Raw records
---*---

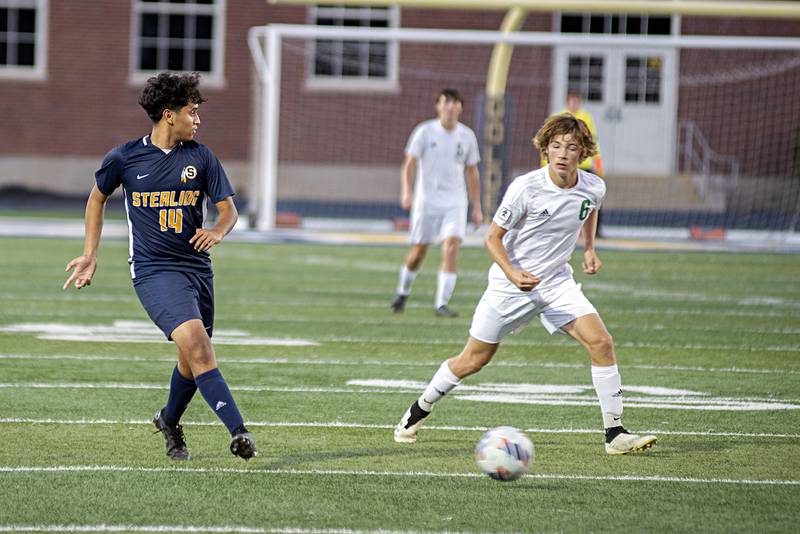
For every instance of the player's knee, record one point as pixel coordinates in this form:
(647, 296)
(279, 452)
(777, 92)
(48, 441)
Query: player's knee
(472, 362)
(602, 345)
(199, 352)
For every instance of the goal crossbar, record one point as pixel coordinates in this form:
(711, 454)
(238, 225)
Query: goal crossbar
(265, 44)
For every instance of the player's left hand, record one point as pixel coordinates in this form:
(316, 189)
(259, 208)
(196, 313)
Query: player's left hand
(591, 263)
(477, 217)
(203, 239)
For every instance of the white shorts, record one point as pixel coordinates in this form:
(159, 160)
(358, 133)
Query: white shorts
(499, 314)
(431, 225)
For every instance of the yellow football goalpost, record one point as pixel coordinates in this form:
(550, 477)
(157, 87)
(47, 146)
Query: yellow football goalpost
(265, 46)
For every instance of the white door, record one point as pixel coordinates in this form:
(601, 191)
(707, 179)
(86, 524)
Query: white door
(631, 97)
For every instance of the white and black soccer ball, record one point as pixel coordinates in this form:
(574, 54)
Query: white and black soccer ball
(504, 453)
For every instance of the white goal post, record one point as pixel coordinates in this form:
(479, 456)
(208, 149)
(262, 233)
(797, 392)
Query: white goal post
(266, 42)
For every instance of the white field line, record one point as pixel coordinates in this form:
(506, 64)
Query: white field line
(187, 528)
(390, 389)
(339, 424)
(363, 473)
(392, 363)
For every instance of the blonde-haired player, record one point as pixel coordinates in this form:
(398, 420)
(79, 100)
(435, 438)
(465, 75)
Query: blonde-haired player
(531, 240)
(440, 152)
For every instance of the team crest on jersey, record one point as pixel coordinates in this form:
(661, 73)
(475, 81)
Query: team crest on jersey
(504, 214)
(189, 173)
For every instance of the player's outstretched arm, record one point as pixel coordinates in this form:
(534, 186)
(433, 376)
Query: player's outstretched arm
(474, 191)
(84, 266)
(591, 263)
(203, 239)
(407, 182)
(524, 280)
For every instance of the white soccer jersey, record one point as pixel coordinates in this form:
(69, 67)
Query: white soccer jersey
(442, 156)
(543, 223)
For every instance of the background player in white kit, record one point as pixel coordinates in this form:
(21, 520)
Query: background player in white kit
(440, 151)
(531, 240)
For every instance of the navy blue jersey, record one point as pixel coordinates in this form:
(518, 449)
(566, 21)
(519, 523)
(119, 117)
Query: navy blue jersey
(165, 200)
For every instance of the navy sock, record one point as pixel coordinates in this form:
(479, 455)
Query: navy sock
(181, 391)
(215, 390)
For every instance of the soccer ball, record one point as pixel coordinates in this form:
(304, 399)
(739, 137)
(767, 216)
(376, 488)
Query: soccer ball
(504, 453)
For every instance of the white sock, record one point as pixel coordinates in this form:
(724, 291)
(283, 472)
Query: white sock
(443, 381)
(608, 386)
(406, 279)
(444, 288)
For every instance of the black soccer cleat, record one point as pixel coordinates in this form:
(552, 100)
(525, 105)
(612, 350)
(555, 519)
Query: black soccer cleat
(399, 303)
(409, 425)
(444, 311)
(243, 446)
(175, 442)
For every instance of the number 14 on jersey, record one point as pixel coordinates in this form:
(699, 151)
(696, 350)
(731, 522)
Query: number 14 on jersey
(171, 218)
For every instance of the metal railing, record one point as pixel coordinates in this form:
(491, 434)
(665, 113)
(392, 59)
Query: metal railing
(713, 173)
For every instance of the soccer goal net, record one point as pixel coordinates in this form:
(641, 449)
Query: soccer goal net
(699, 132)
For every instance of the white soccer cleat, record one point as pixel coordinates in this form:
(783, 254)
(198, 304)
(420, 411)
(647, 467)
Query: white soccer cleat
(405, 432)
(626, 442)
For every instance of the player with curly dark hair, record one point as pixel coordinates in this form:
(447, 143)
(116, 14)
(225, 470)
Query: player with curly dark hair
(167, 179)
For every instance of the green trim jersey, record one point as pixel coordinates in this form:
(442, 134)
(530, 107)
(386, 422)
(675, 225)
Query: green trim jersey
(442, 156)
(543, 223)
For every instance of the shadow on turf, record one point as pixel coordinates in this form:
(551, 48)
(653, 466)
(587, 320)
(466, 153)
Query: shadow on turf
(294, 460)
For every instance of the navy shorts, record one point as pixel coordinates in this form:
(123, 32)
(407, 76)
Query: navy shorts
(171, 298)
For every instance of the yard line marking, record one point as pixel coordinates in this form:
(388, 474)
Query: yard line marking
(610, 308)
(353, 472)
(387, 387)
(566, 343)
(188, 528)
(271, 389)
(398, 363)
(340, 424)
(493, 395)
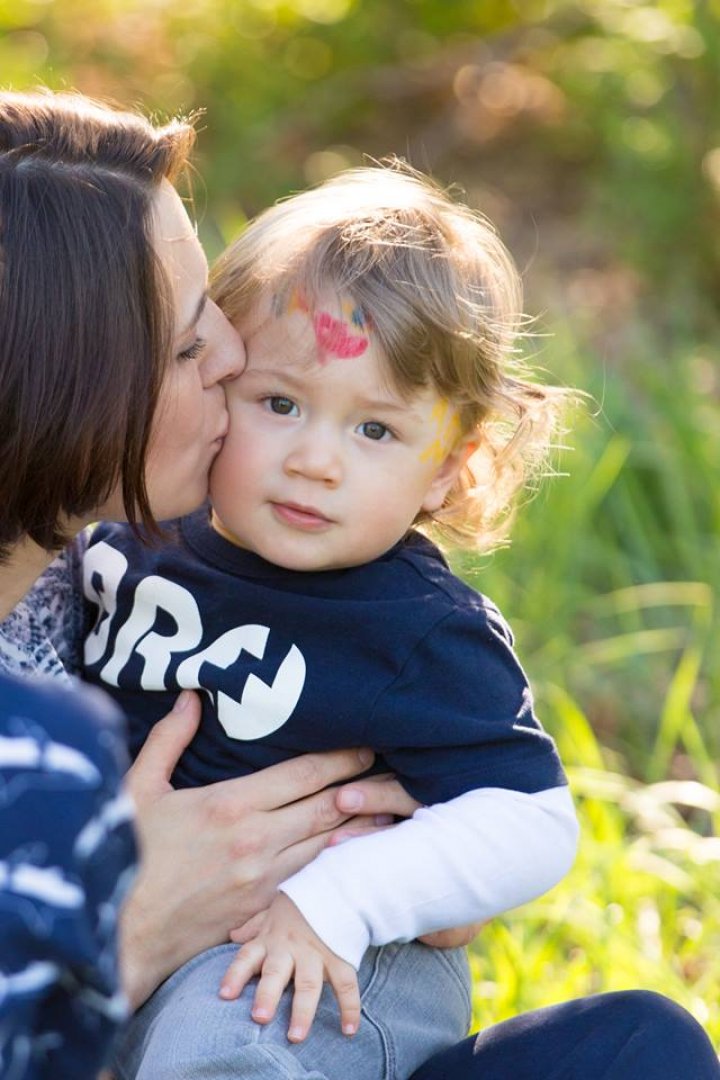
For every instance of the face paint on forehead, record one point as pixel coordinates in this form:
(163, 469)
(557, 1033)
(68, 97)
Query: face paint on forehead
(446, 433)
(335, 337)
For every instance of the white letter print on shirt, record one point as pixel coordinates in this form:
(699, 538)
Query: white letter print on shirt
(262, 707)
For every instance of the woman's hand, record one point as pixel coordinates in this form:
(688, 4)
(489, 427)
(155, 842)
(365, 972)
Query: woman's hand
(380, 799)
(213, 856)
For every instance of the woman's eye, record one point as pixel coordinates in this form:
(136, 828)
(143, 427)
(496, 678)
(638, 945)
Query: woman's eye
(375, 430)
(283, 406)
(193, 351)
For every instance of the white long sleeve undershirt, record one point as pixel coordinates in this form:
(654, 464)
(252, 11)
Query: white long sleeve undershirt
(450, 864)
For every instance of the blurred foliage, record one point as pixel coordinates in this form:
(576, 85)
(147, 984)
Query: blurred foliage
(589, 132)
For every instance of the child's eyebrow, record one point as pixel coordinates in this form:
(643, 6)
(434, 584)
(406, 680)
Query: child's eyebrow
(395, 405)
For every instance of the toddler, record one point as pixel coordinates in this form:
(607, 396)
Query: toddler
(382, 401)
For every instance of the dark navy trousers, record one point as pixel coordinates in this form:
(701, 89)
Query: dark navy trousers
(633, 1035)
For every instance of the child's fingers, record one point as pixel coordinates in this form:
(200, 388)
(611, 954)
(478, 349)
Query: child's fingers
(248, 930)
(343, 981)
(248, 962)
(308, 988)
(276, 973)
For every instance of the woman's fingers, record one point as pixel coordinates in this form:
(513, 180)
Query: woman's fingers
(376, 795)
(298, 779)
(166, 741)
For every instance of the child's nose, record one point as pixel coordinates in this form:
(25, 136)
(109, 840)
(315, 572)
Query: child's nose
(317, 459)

---*---

Exercise description
Keep the pictures out of the copy and write out the data exactly as it stands.

Solution
For every instance of the player's knee, record one point as pixel coordinates in this form:
(647, 296)
(279, 452)
(777, 92)
(48, 441)
Query: player's knee
(472, 362)
(602, 345)
(199, 352)
For every instance of the goal crossbar, record one point as pixel coordinates in this form:
(711, 454)
(238, 225)
Query: goal crossbar
(265, 44)
For every instance of the player's left hand, record one point as pixel coordinates in this form:
(316, 189)
(259, 208)
(196, 313)
Query: player's left hand
(591, 263)
(477, 217)
(203, 239)
For every instance of the white shorts, record one point as pixel coordinates in this form:
(159, 160)
(358, 133)
Query: white shorts
(499, 314)
(431, 225)
For every instance of the yellow football goalpost, record one point as pixel coordinates in this form:
(550, 477)
(157, 87)
(47, 146)
Query: yellow football goalpost
(265, 46)
For every instance of the white door, record one point as pixel coordinates in this form:
(601, 191)
(707, 179)
(86, 524)
Query: white door
(631, 97)
For every instance of the white and black soccer ball, record one point as pixel coordinates in this form:
(574, 54)
Query: white and black soccer ball
(504, 453)
For every instance of the white goal post, record one point as pixel coordinates in this form:
(479, 456)
(208, 149)
(262, 233)
(797, 392)
Query: white goal post
(266, 42)
For every instance of the white field line, record one point as pixel coordinates in this form:
(506, 64)
Query: white field line
(187, 528)
(390, 389)
(339, 424)
(363, 473)
(392, 363)
For every instance of the blonde-haired player, record one point as pixel coordinates in this form:
(398, 420)
(79, 100)
(435, 438)
(465, 75)
Query: blonde-haired player
(531, 240)
(440, 152)
For every instance of the team crest on jersey, record one point as pixel coordinates in this form:
(661, 73)
(475, 81)
Query: team crest on jersey
(504, 214)
(189, 173)
For every instance of the player's outstretched arm, record one point as pixel coordinates in this form:
(534, 186)
(433, 376)
Query: player's outstretched arm
(474, 191)
(84, 266)
(591, 263)
(203, 239)
(407, 182)
(524, 280)
For every instance of the white soccer jersey, record one point as pixel coordinates in this form:
(69, 67)
Query: white soccer jersey
(442, 156)
(543, 223)
For every instance of the background player in white kit, record one point as pixel coordinates in this form:
(21, 520)
Query: background player in white kit
(440, 151)
(531, 240)
For every instance of the navy blue jersey, record one point as pixel coordinates in this form:
(518, 449)
(566, 21)
(519, 523)
(119, 117)
Query: navy blue jersey
(165, 200)
For every instance of the navy sock, record one point as pixel coordinates in this form:
(479, 455)
Query: navy sock
(181, 391)
(215, 390)
For every instance of the soccer ball, record one point as pixel coordinates in this form:
(304, 399)
(739, 137)
(767, 216)
(376, 488)
Query: soccer ball
(504, 453)
For every instance of the white sock, record one point as pixel coordinates in this form:
(724, 291)
(283, 472)
Query: white sock
(443, 381)
(608, 386)
(406, 279)
(444, 288)
For every instance of the black soccer cleat, record one point as pixel coordinates in this form:
(552, 100)
(525, 105)
(612, 350)
(555, 519)
Query: black soccer cleat
(399, 303)
(409, 425)
(444, 311)
(243, 446)
(175, 442)
For every instance of the number 14 on jersey, record one point as pixel coordinates in this form:
(699, 151)
(696, 350)
(731, 522)
Query: number 14 on jersey
(171, 218)
For every instance of the metal railing, record one point as pixel coordinates in this form:
(491, 434)
(665, 113)
(392, 59)
Query: metal railing
(713, 173)
For every instance of the soccer goal net, record one point as pixel coordinates in this form:
(641, 449)
Query: soccer goal net
(699, 132)
For every instance of the white soccer cleat, record one point as pixel coordinates in this form:
(783, 254)
(198, 304)
(420, 411)
(647, 467)
Query: white soccer cleat
(405, 432)
(626, 442)
For every instance of the player with curly dark hair, record one point as pixel coordinates in this form:
(447, 143)
(116, 14)
(225, 470)
Query: player with curly dark hair
(167, 179)
For every instance of the green trim jersey, record one point as pixel coordinates in this form:
(442, 134)
(530, 107)
(386, 422)
(675, 225)
Query: green trim jersey
(442, 156)
(543, 223)
For every instance of the shadow on turf, record one point as pixel coordinates in this form:
(551, 48)
(653, 466)
(587, 320)
(466, 153)
Query: shadow on turf
(294, 460)
For every instance of the navy shorts, record one point as pixel coordinates in this form:
(123, 32)
(407, 76)
Query: navy shorts
(171, 298)
For every instance of the yard line marking, record one point as pixel coordinates in this form:
(388, 474)
Query: yard line marking
(610, 308)
(353, 472)
(387, 387)
(566, 343)
(188, 528)
(271, 389)
(398, 363)
(340, 424)
(493, 395)
For every instance of the face paint on forehead, record one point as pixel coordinates in this form:
(163, 469)
(557, 1033)
(68, 97)
Query: face paint on forehead
(446, 433)
(335, 337)
For every instance of the white letter print on shirt, record one point as pixel coordinates in this form:
(699, 538)
Query: white letter print on shirt
(262, 707)
For every instance of the woman's hand, record one point as pixel coordinates in this form:
(688, 4)
(489, 427)
(155, 842)
(365, 972)
Query: woman's hand
(380, 799)
(213, 856)
For every instance of the woman's eye, record one point as pixel coordinates in this form:
(136, 828)
(143, 427)
(496, 678)
(638, 945)
Query: woman's eye
(375, 430)
(283, 406)
(193, 351)
For every instance of the white long sleeve undershirt, record one point as pixel coordinates in this form:
(654, 464)
(252, 11)
Query: white long sleeve undershirt
(450, 864)
For every instance of the blurred foliage, record one point as pixel coordinates in this form:
(576, 85)
(147, 984)
Query: blurred foliage
(589, 132)
For every instance of the child's eyebrow, record one point as pixel coordinates in this form:
(643, 6)
(434, 584)
(406, 680)
Query: child's eyebrow
(395, 405)
For every instance of the toddler, record one point as pixel coordinates in this form:
(607, 396)
Query: toddler
(382, 401)
For every instance of the dark navy trousers, record one point as pixel coordinates in this form:
(701, 89)
Query: dark navy trousers
(633, 1035)
For every instance of the child's fingers, record one point as pixel coordinates in this form:
(200, 388)
(611, 954)
(478, 349)
Query: child's fingers
(248, 930)
(343, 981)
(248, 962)
(308, 988)
(276, 973)
For every instance of the woman's fingers, record one point as pixel coordinates in this form:
(513, 180)
Query: woman's fingers
(376, 795)
(298, 779)
(166, 741)
For every instance of the child's nose, record one point as pixel coordinates in this form:
(25, 136)
(109, 840)
(315, 572)
Query: child's nose
(317, 459)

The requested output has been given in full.